PASSAGE PROVIDED:
┏━━

Stage

Christmas Comes to Houston Theater, Part I

Blake Weir and Skyler Sinclair in The Wickhams: Christmas at Pemberley.
Photo by Pin Lim / Forest Photography
Blake Weir and Skyler Sinclair in The Wickhams: Christmas at Pemberley.


The Wickhams: Christmas at Pemberley
You may have noticed that for the last few years Main Street Theater has had a little cottage industry humming away for the holiday season. It alternates Lauren Gunderson and Margot Melcon's two Christmas plays that feature the happily married Elizabeth Bennet and Fitzwilliam Darcy at their estate at Pemberley. Need I remind you that Lizzie and Mr. Darcy are the protagonists of Jane Austen's masterwork Pride and Prejudice (1813), one of the first novels to espouse feminist ideas in an era that did not espouse them.

Austen's classic is a social satire of the highest order that documents with wit and excessive charm the plight of those women of a certain class, unmarried and often of lower order, to find a suitable husband to prevent their imminent poverty. P & P is the embodiment of the Regency period flayed with piercing accuracy and wicked observation. It was a huge success upon publication and in subsequent printings, although Austen's name wasn't on it. Being a “lady writer,” it was deemed highly inappropriate to state so on the title page. Instead, the cover page meekly said, “By the author of Sense and Sensibility.”

┗━━

GIVEN DATA:
┏━━

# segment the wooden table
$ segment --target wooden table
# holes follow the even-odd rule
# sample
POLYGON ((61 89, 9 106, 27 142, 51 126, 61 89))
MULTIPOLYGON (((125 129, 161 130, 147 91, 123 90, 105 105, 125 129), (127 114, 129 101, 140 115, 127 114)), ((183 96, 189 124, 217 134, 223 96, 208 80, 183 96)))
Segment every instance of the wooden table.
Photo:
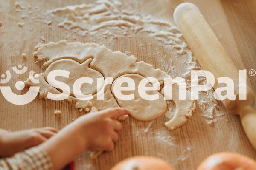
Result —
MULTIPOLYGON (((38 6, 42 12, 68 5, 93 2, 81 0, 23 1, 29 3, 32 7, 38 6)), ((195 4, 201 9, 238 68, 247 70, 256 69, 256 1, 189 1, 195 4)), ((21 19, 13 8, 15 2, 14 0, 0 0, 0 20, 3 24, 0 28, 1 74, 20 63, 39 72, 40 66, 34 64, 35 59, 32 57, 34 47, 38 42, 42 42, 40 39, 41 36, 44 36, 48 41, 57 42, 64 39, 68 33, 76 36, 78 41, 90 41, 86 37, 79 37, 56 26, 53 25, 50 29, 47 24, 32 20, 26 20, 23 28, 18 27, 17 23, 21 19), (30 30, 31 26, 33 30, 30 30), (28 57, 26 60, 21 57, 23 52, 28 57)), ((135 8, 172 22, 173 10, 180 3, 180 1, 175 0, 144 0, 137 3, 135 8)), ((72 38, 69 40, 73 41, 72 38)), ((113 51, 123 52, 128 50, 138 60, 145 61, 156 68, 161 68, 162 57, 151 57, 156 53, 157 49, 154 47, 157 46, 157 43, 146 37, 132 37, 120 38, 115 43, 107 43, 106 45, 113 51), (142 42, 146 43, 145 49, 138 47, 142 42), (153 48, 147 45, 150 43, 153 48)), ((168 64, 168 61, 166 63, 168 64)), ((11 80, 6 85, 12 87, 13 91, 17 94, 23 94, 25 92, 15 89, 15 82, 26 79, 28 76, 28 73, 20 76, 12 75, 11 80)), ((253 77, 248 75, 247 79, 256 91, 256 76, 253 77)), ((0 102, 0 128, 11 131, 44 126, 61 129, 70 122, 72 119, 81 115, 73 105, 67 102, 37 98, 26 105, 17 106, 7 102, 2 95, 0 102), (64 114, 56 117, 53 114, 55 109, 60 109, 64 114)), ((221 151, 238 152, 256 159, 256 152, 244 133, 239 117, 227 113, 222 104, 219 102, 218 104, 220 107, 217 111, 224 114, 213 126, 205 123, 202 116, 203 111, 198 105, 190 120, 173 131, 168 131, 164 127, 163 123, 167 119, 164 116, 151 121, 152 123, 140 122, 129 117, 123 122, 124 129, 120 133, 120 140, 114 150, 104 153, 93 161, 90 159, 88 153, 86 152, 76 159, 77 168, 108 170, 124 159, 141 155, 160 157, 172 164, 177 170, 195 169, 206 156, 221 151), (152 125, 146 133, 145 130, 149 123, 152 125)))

┗━━

PROBLEM SET:
- a) In the review of Main Street Theater's Christmas plays, what did the title page of Pride and Prejudice say in place of Austen's name?
- b) Pick up the review of Main Street Theater's Christmas plays right after its final sentence and keep writing it.
You won't need the lines.

TASK RESULTS:
- a) It said "By the author of Sense and Sensibility."

- b)
Gunderson and Melcon have mined the Austen cache like California '49ers. Their two works, Miss Bennet: Christmas at Pemberley and The Wickams: Christmas at Pemberley, move the beloved original story forward by a few years and supply a not-so-discreet feminist slant for a modern update. It works fairly well, witness the huge success the plays have achieved. They are the most produced theater pieces in the country, especially at Christmas time, where Dickens and The Nutcracker have held sway for decades.

This year's reprise at Main Street is The Wickhams, and it's just as lovely as ever, like a warm glass of brandy, the swish of an empire-waist gown or the black-booted riding boots (the costumes by Donna Southern Schmidt are inspired), the copper pot-lined kitchen (setting by Ryan McGettigan), and lighting as if by candlelight or lantern (Carrie D. Cavins). We are downstairs in this edition, in the great kitchen overseen by Mrs. Bridges...no, Mrs. Patmore...no, Mrs. Potts...ahh, Mrs. Reynolds (Claire Hart-Palumbo), the stern but soft-hearted overseer who seems to run the entire estate on her broad shoulders. She also makes a mean orange-bit biscuit that everyone devours whenever they enter her domain.

The Bennet family, en masse, is expected for Christmas, so naturally the house in in a perpetual tizzy, what with the hiring of new parlor maid Cassie (Alexandra Szeto-Joe, impetuous and head-strong); the arrival of a freshly-hewn fir tree to be set up in the parlor to the consternation of all; the butler Brian (Jonathan Bynum) making goo-goo eyes at Cassie and exasperating Mrs. Reynolds with his new-fangled kitchen gadgets to save precious time; flighty sister Lydia (Skylar Sinclair) arriving without husband and many excuses for it; and the usual pomp and circumstance of the masters upstairs.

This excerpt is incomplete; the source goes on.